• [Exercise]
In this exercise, every entry below is to be reproduced word for word.
*** Begin section ***
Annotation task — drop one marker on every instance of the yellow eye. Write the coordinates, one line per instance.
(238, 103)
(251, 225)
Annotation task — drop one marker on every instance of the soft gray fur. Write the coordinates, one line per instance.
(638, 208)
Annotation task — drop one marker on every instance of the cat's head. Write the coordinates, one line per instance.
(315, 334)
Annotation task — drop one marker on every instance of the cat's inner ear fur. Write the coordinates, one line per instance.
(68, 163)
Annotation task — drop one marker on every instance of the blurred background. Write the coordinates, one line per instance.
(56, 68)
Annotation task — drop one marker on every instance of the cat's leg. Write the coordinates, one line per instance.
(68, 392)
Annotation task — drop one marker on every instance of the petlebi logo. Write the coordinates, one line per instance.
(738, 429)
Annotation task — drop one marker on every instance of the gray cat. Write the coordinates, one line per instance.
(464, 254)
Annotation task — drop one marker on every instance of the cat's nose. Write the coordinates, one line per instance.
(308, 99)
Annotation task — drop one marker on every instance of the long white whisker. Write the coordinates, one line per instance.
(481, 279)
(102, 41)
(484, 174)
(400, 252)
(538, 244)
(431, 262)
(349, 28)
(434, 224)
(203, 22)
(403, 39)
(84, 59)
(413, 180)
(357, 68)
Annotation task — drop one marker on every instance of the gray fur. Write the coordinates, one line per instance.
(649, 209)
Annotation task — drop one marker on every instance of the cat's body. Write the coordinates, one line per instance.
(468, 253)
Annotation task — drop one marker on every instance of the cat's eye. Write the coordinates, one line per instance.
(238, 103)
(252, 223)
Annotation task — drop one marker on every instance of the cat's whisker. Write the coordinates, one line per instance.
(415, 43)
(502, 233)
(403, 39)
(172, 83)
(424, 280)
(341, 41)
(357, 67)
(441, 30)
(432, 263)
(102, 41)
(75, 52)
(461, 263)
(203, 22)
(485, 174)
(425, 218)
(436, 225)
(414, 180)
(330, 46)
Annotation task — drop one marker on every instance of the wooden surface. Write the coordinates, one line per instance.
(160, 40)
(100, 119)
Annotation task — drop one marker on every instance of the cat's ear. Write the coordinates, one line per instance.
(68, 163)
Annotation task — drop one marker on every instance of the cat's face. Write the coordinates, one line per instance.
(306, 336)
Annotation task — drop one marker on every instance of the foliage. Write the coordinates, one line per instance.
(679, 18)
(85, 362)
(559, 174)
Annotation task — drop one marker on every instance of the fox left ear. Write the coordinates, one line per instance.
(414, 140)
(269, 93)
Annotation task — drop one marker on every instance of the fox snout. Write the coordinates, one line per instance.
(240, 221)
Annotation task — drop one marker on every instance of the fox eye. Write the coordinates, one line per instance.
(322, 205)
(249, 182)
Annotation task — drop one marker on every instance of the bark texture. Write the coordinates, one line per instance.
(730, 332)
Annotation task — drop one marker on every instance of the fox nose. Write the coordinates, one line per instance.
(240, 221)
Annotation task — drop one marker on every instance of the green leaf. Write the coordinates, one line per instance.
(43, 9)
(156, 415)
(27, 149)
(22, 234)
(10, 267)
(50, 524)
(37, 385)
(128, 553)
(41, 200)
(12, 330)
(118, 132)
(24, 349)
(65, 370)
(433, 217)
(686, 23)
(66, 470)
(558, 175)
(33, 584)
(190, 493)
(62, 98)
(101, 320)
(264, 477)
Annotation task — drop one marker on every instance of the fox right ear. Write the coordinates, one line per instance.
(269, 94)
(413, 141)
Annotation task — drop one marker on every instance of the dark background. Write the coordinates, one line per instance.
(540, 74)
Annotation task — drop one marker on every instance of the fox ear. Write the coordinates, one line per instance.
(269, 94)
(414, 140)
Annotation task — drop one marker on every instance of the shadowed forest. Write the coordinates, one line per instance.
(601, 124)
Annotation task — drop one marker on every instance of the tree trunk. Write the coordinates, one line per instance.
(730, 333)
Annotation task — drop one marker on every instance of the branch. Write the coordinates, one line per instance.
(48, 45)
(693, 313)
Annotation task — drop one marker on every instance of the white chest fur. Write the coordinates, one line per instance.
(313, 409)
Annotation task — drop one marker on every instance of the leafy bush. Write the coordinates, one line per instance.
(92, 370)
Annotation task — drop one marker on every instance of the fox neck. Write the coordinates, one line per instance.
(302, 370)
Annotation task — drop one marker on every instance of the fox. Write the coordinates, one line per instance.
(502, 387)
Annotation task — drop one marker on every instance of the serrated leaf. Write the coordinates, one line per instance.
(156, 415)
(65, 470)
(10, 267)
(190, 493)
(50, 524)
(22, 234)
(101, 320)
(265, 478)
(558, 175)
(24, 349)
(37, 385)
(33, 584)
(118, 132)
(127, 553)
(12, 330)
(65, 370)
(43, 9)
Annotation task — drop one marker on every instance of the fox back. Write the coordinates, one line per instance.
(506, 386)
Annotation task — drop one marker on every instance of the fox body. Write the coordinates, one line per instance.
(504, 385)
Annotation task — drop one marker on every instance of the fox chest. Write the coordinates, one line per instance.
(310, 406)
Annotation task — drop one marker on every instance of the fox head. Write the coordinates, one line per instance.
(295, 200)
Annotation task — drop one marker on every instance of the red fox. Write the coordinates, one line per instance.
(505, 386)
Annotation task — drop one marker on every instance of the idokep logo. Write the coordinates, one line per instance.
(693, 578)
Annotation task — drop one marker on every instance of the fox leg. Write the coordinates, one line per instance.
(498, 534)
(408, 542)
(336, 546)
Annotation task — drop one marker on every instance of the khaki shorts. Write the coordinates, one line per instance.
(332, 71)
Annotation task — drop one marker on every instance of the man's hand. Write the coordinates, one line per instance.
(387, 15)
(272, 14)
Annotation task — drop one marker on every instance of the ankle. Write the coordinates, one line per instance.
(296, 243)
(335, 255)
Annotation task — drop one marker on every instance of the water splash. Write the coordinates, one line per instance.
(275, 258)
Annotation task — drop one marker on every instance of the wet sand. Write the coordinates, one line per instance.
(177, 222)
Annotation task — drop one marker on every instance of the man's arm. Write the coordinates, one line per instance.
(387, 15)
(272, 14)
*** End section ***
• [Task answer]
Annotation task — drop one marker on every instance of the yellow eye. Write the coordinates, one line per instance.
(238, 103)
(251, 225)
Annotation task — drop one marker on every instance of the soft gray fur. Write the coordinates, one line per instance.
(638, 208)
Annotation task — drop one marker on every instance of the cat's head. Write the coordinates, one line per instance.
(315, 334)
Annotation task — drop one marker on every instance of the cat's inner ear fur. Write the coordinates, one line per instance.
(68, 163)
Annotation task — drop one marker on every instance of the blurred background. Write the coordinates, one line per instance.
(56, 68)
Annotation task — drop one marker on every instance of the cat's leg. Write the coordinates, one line per instance.
(68, 392)
Annotation task — drop one marker on every instance of the petlebi logo. Write the coordinates, one line per instance.
(738, 429)
Annotation task — drop one marker on every instance of the gray cat. Write the coordinates, one line per instance.
(464, 254)
Annotation task — drop one marker on every instance of the cat's nose. Write the coordinates, one line per instance.
(308, 99)
Annotation task — drop one marker on every instance of the long white whisker. Write the coordinates, one line per instance.
(481, 279)
(102, 41)
(484, 174)
(400, 252)
(538, 244)
(431, 262)
(349, 28)
(434, 224)
(203, 22)
(403, 39)
(84, 59)
(413, 180)
(357, 68)
Annotation task — drop one marker on every instance of the gray fur. Write the coordinates, one line per instance.
(649, 209)
Annotation task — drop one marker on every instance of the cat's body. Write the coordinates, one line per instance.
(468, 253)
Annotation task — drop one marker on every instance of the cat's eye. Write the coordinates, one line per instance.
(238, 103)
(252, 223)
Annotation task — drop one marker on every instance of the cat's whisker. Write the coordinates, one line per instance.
(415, 43)
(502, 233)
(403, 39)
(172, 83)
(424, 280)
(341, 41)
(357, 67)
(441, 30)
(432, 263)
(102, 41)
(75, 52)
(461, 263)
(203, 22)
(485, 174)
(425, 218)
(436, 225)
(414, 180)
(330, 46)
Annotation task — drop one marker on every instance of the wooden surface. Write the coordinates, one line per instance.
(160, 40)
(100, 119)
Annotation task — drop one marker on every instance of the cat's ear. Write the coordinates, one line per instance.
(68, 163)
Annotation task — drop one marker on every instance of the cat's face. Write the coordinates, one line per instance.
(306, 336)
Annotation task — drop one marker on every instance of the foliage. Write the coordinates, one line per instance.
(679, 18)
(85, 362)
(559, 174)
Annotation task — drop one marker on every instance of the fox left ear. Write the coordinates, one line per instance.
(414, 140)
(269, 93)
Annotation task — drop one marker on every instance of the fox snout. Write the coordinates, one line per instance.
(240, 221)
Annotation task — drop one marker on every instance of the fox eye. Write the coordinates, one line per instance.
(322, 205)
(249, 182)
Annotation task — drop one marker on every instance of the bark texture. Write the coordinates, one line per instance.
(730, 332)
Annotation task — drop one marker on every instance of the fox nose. Write the coordinates, one line per instance.
(240, 221)
Annotation task — drop one marker on every instance of the green leaf. Write the coordinates, one line per instance.
(43, 9)
(156, 415)
(27, 149)
(22, 234)
(10, 267)
(50, 524)
(37, 385)
(128, 553)
(41, 200)
(12, 330)
(118, 132)
(24, 349)
(65, 370)
(433, 217)
(686, 23)
(66, 470)
(558, 175)
(33, 584)
(190, 493)
(62, 98)
(101, 320)
(264, 477)
Annotation task — drop one marker on every instance of the fox right ear. Write the coordinates, one line per instance.
(269, 94)
(413, 141)
Annotation task — drop one marker on every instance of the dark background. Write the coordinates, one line per instance.
(540, 74)
Annotation task — drop one marker on every instance of the fox ear. Write the coordinates, one line per instance.
(269, 94)
(414, 140)
Annotation task — drop one marker on every instance of the shadowed forest. Write the coordinates, one line per instance.
(601, 124)
Annotation task — drop one marker on every instance of the tree trunk. Write the coordinates, one line per instance.
(730, 333)
Annotation task — drop one marker on every instance of the branch. Write the coordinates, one line per instance.
(48, 45)
(693, 313)
Annotation task — drop one marker on every instance of the white chest fur. Write the coordinates, one line per instance.
(313, 409)
Annotation task — drop one marker on every instance of the leafy bush. Write the coordinates, one line per instance.
(92, 370)
Annotation task — drop one marker on every instance of the fox neck. Write the coordinates, one line per instance.
(302, 370)
Annotation task — drop one marker on every instance of the fox. Write the coordinates, one line per instance.
(502, 387)
Annotation task — drop one marker on every instance of the serrated leaf. Write the coordinates, one line per instance.
(156, 415)
(65, 470)
(10, 267)
(190, 493)
(50, 524)
(22, 234)
(101, 320)
(265, 478)
(558, 175)
(24, 349)
(37, 385)
(33, 584)
(118, 132)
(127, 553)
(12, 330)
(65, 370)
(43, 9)
Annotation task — drop one marker on every instance of the fox back. Write the coordinates, one line per instance.
(506, 386)
Annotation task — drop one marker on every instance of the fox body. Write the coordinates, one line per instance.
(504, 385)
Annotation task — drop one marker on every instance of the fox chest. Write the coordinates, one line per instance.
(310, 406)
Annotation task — drop one marker on every instance of the fox head. Write the coordinates, one line per instance.
(295, 200)
Annotation task — drop one marker on every instance of the red fox. Write the coordinates, one line per instance.
(505, 386)
Annotation task — drop one marker on every instance of the idokep logo. Write the coordinates, one line per instance.
(693, 578)
Annotation task — drop one marker on every instance of the fox leg. Write the coordinates, one line per instance.
(498, 534)
(408, 542)
(336, 546)
Annotation task — drop one marker on every instance of the khaki shorts. Write the coordinates, one line per instance.
(332, 71)
Annotation task — drop one marker on every instance of the man's hand. Write the coordinates, one line per instance.
(387, 15)
(272, 14)
Annotation task — drop one marker on every instance of the ankle. Write the coordinates, one line per instance.
(296, 243)
(335, 255)
Annotation task — drop one marker on every instance of the water splash. Write the coordinates, one line per instance.
(275, 258)
Annotation task — drop one marker on every instance of the wet sand. Write the coordinates, one line per instance.
(177, 222)
Annotation task — drop one marker on every instance of the man's arm. Write the coordinates, one line per instance.
(387, 15)
(272, 14)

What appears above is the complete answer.